§ TASK OBJECTIVE
Please give back, word for word, each line from the start of the entries through the one in which "pixel 41 38" is found.

┌──

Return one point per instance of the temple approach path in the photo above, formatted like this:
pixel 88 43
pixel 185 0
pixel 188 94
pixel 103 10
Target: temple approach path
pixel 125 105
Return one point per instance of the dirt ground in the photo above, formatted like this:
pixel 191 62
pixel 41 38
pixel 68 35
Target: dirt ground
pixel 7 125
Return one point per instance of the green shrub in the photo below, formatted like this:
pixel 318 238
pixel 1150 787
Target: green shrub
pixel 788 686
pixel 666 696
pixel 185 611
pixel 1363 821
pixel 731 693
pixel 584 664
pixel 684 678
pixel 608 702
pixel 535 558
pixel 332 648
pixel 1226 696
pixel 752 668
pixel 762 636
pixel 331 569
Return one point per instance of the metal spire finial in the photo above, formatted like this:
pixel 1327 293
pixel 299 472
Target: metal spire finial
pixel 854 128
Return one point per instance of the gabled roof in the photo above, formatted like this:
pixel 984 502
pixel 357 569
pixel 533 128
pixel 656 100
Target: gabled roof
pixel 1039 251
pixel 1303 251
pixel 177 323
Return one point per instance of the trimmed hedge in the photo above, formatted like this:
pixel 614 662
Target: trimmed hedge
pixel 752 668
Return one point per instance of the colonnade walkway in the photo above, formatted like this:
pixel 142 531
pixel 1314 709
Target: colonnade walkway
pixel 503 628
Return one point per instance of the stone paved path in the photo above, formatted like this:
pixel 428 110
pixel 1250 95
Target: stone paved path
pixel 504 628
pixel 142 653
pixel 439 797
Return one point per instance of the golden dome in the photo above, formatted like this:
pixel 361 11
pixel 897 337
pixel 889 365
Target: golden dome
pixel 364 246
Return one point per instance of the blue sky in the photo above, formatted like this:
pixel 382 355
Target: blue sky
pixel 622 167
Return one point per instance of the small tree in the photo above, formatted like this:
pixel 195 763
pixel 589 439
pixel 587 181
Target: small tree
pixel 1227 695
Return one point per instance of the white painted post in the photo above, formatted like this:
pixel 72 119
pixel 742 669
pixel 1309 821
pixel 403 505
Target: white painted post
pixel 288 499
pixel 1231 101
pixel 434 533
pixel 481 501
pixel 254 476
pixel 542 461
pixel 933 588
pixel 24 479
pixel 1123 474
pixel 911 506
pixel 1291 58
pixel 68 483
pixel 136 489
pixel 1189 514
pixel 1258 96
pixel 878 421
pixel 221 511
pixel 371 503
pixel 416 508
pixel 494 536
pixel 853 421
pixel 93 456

└──

§ OUTPUT BELOW
Return one point per instance of the temple approach path in the photo above, formatted like this:
pixel 88 43
pixel 185 0
pixel 188 94
pixel 103 10
Target: temple approach path
pixel 125 105
Return one point per instance of the dirt ground in the photo above, formatted like this:
pixel 191 62
pixel 41 38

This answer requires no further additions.